---- SUPPLIED DATA

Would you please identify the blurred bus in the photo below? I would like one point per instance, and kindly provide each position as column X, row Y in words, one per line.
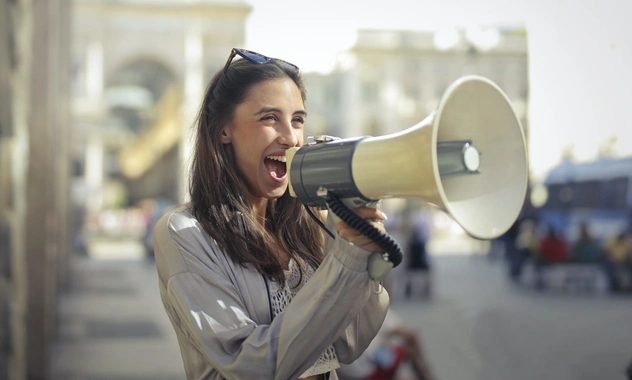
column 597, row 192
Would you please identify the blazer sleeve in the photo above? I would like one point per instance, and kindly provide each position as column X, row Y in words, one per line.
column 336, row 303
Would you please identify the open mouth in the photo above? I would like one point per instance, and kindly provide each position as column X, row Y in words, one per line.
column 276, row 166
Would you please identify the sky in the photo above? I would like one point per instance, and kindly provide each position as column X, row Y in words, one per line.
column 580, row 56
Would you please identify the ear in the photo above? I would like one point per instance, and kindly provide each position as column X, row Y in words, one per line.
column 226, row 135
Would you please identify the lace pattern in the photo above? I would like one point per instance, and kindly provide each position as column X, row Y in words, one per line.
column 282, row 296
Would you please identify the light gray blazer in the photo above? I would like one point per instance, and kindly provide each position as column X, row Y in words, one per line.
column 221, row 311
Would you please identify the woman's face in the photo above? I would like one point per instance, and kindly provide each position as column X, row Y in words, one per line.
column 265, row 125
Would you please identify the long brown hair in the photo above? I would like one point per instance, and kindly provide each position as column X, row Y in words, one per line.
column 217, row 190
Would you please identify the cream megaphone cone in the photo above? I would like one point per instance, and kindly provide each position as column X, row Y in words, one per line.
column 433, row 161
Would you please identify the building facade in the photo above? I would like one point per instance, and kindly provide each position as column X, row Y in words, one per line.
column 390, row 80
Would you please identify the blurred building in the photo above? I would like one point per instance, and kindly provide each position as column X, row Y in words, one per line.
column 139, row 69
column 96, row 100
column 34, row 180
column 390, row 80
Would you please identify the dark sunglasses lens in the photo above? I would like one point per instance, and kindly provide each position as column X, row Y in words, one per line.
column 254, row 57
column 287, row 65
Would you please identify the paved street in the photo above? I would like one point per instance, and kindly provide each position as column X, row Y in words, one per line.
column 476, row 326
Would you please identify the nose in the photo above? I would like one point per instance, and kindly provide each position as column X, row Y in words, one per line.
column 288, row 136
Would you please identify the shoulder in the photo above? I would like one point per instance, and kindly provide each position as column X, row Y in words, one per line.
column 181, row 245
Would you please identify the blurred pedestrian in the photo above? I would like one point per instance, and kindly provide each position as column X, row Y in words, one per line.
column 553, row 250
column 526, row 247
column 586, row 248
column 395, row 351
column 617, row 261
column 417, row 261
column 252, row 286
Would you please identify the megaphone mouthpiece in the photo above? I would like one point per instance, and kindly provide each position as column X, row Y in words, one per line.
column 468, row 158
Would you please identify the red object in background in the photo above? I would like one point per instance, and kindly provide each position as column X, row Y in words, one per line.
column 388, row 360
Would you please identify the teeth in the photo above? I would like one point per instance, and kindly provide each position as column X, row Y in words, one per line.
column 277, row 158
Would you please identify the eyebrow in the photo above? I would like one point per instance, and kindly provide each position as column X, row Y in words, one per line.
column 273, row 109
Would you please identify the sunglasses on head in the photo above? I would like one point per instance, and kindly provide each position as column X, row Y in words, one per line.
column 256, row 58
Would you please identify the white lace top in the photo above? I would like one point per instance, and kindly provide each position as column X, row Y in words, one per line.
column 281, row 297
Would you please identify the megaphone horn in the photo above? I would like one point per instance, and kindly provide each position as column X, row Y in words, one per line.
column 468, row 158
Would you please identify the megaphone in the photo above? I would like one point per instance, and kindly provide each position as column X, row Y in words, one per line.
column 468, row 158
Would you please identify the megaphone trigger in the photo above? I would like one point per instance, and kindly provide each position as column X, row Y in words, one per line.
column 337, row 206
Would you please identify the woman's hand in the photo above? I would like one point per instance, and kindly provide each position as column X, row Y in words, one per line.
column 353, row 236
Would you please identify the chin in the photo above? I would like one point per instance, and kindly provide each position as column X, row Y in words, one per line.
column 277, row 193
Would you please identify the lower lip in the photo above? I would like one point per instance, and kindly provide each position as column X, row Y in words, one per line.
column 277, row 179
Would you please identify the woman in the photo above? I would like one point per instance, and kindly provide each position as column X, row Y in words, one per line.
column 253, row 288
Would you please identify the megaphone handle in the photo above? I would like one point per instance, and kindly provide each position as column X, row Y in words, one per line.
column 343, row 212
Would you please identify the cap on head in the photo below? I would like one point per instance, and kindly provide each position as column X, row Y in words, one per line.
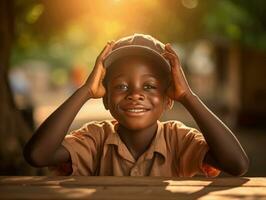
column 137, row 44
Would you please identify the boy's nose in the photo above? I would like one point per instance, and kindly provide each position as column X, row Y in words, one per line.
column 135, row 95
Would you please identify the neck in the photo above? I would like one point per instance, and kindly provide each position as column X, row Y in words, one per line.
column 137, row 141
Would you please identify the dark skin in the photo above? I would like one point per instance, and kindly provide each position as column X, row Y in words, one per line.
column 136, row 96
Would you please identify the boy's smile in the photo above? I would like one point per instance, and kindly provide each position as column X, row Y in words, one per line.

--------

(TASK DESCRIPTION):
All records are to be reproduced exactly; the pictures are to be omitted.

(RESULT OF THE TASK):
Would you please identify the blurred bus in the photo below? I would like one point per instance, and kindly provide each position as column X, row Y in words, one per line.
column 597, row 192
Would you please identify the blazer sleeve in the photo above? I would like one point per instance, and kindly provide each position as column X, row Y in words, one per line.
column 336, row 303
Would you please identify the open mouth in the photo above? I would like one point per instance, and kindly provide each position as column X, row Y in words, one per line.
column 276, row 166
Would you please identify the sky in the photo above? I would like one point per instance, and kindly provide each position as column X, row Y in words, one per line.
column 580, row 56
Would you please identify the ear in the photo above? I would like one point per instance, and kindly provide each position as column X, row Y in words, one per line.
column 226, row 135
Would you please identify the lace pattern in the photo above? I would like one point per instance, and kindly provide each position as column X, row Y in words, one per line.
column 282, row 296
Would you please identify the light gray blazer in the photo above? I would like one point per instance, and kindly provide each position as column X, row Y in words, one per line.
column 221, row 311
Would you please identify the woman's face in the photo above? I would like one point per instance, and kindly provide each position as column X, row Y in words, one per line.
column 265, row 125
Would you please identify the long brown hair in the photo above? I would like one point per instance, and kindly provide each position as column X, row Y in words, one per line.
column 217, row 190
Would you please identify the cream megaphone cone in the photo above? I would like one point per instance, and kindly provide each position as column X, row Y in words, one per line.
column 433, row 161
Would you please identify the building facade in the photo above? I would like one point per instance, and kindly provide each position as column X, row Y in words, one per line.
column 390, row 80
Would you please identify the blurred building in the photo above? I would like one point per instance, and kindly provide each position as column X, row Y in words, one per line.
column 139, row 69
column 96, row 100
column 34, row 180
column 390, row 80
Would you please identify the dark sunglasses lens in the photo above? I would like one point per instance, and kindly provide each position as column X, row Y in words, one per line.
column 254, row 57
column 287, row 65
Would you please identify the paved street in the photo above? I would like one point per instance, and kindly provide each position as column X, row Y in words, one per line.
column 476, row 326
Would you please identify the nose in the photo above? I would like one point per instance, and kindly provide each position as column X, row Y in words, one per line.
column 288, row 136
Would you please identify the shoulder in the photo above? I would like one point per instance, and kindly provide each position as column X, row Y in words, one per line.
column 181, row 245
Would you please identify the blurred pedestrian in the photo above? I would like one point per instance, and kindly provide each position as column X, row Y in words, one per line.
column 553, row 250
column 526, row 247
column 586, row 248
column 395, row 351
column 617, row 261
column 417, row 261
column 252, row 286
Would you please identify the megaphone mouthpiece in the photo above? I would like one point per instance, and kindly provide each position as column X, row Y in words, one per line.
column 468, row 158
Would you please identify the red object in background in the photo above? I would like one point per instance, and kindly provide each position as column X, row Y in words, one per line.
column 388, row 360
Would you please identify the teeth in the photo above? I would like one point per instance, and kindly provide each position as column X, row Y in words, one per line.
column 277, row 158
Would you please identify the eyebrow in the photo above? I would like one point per instance, and kindly provide each position as column X, row Y in words, one per line.
column 273, row 109
Would you please identify the sunglasses on head in the photo above? I would like one point per instance, and kindly provide each position as column X, row Y in words, one per line.
column 256, row 58
Would you please identify the white lace top in the photo above? I would like one point per instance, and kindly provide each position as column X, row Y in words, one per line.
column 281, row 297
Would you please identify the megaphone horn in the photo above? I would like one point per instance, and kindly provide each position as column X, row Y in words, one per line.
column 468, row 158
Would you please identify the megaphone in the photo above? I would like one point per instance, and kindly provide each position as column X, row Y in words, one per line.
column 468, row 158
Would you please identify the megaphone trigger in the photo above? I would like one point per instance, and kindly provide each position as column X, row Y in words, one per line.
column 337, row 206
Would you please identify the woman's hand in the photo above? I would like one point per instance, and kindly provide each position as column X, row Y in words, one per line.
column 353, row 236
Would you please identify the chin in the photo above? I would like one point per instance, and kindly provide each position as column X, row Y in words, one per line.
column 277, row 193
Would you please identify the lower lip in the photo above? I would like one point per instance, and kindly provide each position as column X, row Y in words, one per line.
column 277, row 179
Would you please identify the woman in the photo above? I would like one point per instance, and kindly provide each position as column X, row Y in words, one per line.
column 253, row 288
Would you please identify the megaphone handle in the photo above? I would like one point per instance, and kindly provide each position as column X, row Y in words, one per line.
column 343, row 212
Would you please identify the cap on head in the photo below? I would like one point per instance, and kindly provide each position as column X, row Y in words, one per line.
column 137, row 44
Would you please identify the boy's nose in the photo above? I would like one point per instance, and kindly provide each position as column X, row Y in words, one per line.
column 135, row 95
Would you please identify the neck in the photo above? I would like one point per instance, and kindly provide each position as column X, row Y in words, one per line.
column 137, row 141
Would you please identify the dark skin in the photo above? I would like one point per instance, and kindly provide each position as column X, row Y in words, one per line.
column 136, row 96
Would you please identify the boy's smile in the photo above? I would like one point per instance, and kindly provide each position as column X, row Y in words, one per line.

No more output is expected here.